INPUT MATERIAL -
•••

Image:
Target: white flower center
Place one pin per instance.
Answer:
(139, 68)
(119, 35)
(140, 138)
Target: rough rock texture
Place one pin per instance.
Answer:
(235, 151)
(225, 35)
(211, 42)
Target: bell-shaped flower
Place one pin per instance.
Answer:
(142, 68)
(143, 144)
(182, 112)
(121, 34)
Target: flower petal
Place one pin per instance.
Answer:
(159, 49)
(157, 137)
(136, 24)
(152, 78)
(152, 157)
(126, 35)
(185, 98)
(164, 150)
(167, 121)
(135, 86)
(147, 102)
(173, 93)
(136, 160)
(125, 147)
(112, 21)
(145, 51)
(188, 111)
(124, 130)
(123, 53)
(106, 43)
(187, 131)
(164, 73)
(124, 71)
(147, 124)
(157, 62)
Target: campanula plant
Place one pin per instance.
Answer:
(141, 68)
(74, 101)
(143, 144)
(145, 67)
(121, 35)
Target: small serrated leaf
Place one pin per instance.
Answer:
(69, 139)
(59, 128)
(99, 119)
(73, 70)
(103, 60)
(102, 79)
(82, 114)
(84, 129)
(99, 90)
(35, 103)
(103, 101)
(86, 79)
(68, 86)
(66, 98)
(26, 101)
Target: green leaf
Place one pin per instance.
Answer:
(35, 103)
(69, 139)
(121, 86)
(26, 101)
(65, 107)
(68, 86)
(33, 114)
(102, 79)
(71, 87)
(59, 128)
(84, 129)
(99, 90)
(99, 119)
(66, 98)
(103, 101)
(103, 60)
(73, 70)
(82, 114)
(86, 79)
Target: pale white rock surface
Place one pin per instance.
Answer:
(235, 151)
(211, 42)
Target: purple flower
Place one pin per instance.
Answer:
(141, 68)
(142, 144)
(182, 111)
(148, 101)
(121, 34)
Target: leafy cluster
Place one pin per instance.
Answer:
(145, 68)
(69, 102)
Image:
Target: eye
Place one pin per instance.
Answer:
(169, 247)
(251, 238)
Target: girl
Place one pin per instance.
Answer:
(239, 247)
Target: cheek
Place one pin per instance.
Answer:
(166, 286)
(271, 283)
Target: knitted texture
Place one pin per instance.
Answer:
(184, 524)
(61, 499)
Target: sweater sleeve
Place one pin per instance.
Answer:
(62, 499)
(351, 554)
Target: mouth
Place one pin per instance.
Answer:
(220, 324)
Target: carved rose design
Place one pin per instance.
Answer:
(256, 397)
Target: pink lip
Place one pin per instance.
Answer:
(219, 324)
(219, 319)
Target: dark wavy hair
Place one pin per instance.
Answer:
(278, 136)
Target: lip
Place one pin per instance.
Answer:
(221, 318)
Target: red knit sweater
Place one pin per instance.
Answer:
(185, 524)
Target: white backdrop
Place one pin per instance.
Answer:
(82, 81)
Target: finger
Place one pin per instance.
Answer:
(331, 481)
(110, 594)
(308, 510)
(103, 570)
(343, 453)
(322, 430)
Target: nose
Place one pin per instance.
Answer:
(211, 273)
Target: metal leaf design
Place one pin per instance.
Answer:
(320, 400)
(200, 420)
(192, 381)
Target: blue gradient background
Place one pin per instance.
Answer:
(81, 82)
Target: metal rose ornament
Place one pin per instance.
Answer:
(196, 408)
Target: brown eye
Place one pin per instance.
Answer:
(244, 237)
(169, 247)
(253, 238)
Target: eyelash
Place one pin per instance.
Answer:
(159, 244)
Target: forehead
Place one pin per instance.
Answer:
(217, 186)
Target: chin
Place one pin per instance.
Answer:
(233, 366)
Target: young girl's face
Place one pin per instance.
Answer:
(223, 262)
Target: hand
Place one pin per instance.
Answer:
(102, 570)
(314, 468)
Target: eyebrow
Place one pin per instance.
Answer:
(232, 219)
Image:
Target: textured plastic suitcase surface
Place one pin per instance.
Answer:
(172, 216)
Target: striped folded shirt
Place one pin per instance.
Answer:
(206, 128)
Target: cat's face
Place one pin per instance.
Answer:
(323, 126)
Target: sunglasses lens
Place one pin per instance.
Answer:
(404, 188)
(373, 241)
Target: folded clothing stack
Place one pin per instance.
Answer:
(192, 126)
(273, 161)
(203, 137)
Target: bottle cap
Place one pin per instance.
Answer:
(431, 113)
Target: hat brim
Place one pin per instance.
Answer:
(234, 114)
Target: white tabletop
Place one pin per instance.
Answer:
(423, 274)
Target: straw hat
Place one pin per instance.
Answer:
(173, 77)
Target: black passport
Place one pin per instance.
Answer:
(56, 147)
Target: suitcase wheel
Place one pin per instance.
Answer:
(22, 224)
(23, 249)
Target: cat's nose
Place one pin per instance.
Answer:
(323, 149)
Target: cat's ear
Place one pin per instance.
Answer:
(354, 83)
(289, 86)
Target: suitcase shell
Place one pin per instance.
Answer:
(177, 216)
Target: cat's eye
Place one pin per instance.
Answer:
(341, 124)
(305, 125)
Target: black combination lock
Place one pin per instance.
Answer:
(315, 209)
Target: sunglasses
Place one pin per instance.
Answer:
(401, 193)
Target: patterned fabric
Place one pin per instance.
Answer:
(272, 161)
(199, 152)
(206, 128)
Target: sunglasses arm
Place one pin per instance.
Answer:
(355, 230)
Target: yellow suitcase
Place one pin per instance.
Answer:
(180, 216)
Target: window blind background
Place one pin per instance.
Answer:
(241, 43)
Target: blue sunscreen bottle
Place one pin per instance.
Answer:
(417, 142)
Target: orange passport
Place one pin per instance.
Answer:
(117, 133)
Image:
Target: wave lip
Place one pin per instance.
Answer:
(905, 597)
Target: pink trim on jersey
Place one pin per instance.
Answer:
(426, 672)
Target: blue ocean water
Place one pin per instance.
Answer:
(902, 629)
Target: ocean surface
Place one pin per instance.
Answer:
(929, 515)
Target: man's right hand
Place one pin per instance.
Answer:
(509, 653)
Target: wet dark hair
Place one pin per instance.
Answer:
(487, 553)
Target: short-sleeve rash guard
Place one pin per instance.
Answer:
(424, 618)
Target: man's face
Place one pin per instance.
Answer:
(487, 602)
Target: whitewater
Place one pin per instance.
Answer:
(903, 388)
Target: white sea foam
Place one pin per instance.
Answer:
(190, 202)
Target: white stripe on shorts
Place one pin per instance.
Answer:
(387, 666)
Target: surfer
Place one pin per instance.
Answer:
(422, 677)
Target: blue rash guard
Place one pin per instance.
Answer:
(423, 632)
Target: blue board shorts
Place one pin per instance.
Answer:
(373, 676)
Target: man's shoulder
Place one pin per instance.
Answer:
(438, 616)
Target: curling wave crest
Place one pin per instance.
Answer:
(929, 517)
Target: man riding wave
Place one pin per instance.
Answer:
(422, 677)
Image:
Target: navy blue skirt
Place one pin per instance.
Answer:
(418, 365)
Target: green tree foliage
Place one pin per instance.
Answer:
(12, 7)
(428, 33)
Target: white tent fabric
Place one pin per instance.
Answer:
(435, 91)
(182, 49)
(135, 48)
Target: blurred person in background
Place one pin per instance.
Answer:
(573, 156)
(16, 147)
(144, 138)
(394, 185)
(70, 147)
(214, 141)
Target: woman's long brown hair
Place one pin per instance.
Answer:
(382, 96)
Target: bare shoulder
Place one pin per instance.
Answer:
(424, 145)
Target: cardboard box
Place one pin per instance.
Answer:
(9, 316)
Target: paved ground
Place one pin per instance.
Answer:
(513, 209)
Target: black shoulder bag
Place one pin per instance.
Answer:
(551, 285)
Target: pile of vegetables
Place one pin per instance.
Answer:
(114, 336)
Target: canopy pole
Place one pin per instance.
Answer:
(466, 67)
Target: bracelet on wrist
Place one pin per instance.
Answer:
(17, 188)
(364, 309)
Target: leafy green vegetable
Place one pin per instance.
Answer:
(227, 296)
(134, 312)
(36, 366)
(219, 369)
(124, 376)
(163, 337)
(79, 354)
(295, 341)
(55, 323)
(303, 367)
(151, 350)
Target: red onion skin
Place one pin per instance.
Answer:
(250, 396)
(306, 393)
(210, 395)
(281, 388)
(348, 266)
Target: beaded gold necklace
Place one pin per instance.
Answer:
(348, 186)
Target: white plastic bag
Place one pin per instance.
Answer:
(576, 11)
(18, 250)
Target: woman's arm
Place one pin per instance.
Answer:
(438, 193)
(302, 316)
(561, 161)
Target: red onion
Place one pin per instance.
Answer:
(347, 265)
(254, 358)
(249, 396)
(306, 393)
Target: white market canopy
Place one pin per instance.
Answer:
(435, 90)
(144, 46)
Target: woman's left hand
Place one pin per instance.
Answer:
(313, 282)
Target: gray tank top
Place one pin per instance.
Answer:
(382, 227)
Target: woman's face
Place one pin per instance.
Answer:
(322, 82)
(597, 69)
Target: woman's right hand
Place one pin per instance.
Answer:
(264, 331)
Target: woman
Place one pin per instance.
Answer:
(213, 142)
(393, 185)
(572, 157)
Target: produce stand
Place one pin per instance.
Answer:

•••

EXERCISE -
Copy out, character for character, the lines of the entries above from the line containing "Target: produce stand" through the final line of the entries.

WRITTEN SOLUTION -
Target: produce stand
Place one pin per instance.
Answer:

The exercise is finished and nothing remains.